__Data shown__
— BEGIN —

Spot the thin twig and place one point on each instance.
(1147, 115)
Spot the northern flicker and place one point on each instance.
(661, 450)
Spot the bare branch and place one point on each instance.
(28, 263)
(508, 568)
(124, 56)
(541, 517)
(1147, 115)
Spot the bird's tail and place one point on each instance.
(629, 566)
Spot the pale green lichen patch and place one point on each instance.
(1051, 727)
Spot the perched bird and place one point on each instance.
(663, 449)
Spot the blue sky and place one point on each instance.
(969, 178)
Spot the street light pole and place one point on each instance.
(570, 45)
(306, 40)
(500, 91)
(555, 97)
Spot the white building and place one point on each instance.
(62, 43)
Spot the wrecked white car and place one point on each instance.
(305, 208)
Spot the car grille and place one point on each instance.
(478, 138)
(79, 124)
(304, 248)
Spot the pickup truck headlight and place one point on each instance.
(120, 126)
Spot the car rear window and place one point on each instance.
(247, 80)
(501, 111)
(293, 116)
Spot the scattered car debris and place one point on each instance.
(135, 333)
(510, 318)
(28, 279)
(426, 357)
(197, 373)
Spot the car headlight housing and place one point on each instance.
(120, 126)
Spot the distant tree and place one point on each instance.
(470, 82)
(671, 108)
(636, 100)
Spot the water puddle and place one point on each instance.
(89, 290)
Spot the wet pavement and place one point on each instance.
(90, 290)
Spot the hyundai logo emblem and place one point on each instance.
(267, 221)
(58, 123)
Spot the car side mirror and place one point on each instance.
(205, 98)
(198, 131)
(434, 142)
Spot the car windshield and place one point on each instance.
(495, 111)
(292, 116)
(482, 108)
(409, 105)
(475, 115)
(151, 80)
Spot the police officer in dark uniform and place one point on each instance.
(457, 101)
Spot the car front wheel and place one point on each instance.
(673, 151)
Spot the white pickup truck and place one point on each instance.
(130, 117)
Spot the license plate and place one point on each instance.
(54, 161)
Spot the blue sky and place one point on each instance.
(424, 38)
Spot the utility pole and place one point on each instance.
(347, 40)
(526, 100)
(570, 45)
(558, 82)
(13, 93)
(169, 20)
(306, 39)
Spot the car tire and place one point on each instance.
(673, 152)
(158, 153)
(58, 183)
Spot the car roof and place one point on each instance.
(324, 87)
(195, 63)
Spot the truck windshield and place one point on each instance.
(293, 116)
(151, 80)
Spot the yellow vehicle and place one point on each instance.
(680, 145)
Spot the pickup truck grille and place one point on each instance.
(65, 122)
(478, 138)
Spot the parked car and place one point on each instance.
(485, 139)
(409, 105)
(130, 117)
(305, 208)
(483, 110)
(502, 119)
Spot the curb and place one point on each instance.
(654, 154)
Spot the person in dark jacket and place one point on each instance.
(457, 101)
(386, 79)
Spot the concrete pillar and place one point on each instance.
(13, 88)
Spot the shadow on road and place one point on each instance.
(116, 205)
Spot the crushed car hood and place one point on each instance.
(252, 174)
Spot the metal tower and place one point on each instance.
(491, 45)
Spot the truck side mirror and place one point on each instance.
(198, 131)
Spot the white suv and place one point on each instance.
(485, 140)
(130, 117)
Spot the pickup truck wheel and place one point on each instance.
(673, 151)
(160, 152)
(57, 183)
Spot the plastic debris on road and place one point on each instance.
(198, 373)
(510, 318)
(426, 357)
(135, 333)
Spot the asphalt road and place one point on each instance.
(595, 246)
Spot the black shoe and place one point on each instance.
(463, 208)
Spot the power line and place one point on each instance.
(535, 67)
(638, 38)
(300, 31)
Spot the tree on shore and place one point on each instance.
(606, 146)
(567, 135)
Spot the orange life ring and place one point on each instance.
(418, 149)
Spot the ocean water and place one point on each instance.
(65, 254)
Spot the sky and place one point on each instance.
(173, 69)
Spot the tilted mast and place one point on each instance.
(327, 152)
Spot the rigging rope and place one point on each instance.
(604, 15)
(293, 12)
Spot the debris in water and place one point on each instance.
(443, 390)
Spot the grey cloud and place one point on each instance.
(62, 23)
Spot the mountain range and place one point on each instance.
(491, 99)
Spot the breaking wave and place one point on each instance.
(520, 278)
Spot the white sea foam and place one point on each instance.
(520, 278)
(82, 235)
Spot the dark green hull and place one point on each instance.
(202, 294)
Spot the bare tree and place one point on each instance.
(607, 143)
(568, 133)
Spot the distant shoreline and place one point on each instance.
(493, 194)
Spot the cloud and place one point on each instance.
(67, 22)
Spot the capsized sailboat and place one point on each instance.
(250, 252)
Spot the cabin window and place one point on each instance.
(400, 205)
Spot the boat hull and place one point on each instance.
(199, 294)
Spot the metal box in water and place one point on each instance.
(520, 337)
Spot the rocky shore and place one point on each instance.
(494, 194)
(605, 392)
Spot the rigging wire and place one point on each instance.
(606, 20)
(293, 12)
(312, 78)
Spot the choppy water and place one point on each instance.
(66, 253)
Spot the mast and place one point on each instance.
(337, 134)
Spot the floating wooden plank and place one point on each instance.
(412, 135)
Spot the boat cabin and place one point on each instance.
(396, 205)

— END —

__Task statement__
Emit verbatim the lines running from the one with "Spot the power" through the last line of the data, both endpoints inclusive.

__Solved exercise__
Spot the power line and place one point on each instance.
(535, 67)
(638, 38)
(300, 31)
Spot the tree on shore and place one point on each instance.
(606, 146)
(567, 135)
Spot the orange life ring and place one point on each instance.
(418, 149)
Spot the ocean water and place one point on each instance.
(65, 254)
Spot the sky and place one point on each instance.
(173, 69)
Spot the tilted mast and place one point on each instance.
(327, 152)
Spot the rigging rope and place one point on each instance.
(604, 15)
(293, 12)
Spot the debris in water and place one point on each instance.
(443, 390)
Spot the grey cloud and place one point on each instance.
(62, 23)
Spot the mountain range and place one point on each instance.
(491, 99)
Spot the breaking wave and place one point on each instance.
(520, 278)
Spot the white sea foam and place one point on each instance.
(520, 278)
(82, 235)
Spot the dark green hull and place one point on each instance.
(202, 294)
Spot the bare tree and place one point on each instance.
(607, 143)
(568, 133)
Spot the distant shoreline and place one point on each instance.
(493, 194)
Spot the cloud and place one point on each instance.
(67, 22)
Spot the capsized sailboat and place one point on each instance.
(250, 252)
Spot the cabin window and place one point on each instance.
(400, 205)
Spot the boat hull and place one point on each instance.
(199, 294)
Spot the metal box in water and place one point on each instance.
(520, 337)
Spot the rocky shore and place one point on each instance.
(494, 194)
(605, 392)
Spot the rigging wire and place one point on each instance.
(606, 20)
(293, 12)
(312, 78)
Spot the choppy water and place one point on each instance.
(66, 253)
Spot the mast and place one point on each instance.
(337, 134)
Spot the floating wooden plank and place one point on each instance.
(412, 135)
Spot the boat cabin and place one point on each instance.
(396, 205)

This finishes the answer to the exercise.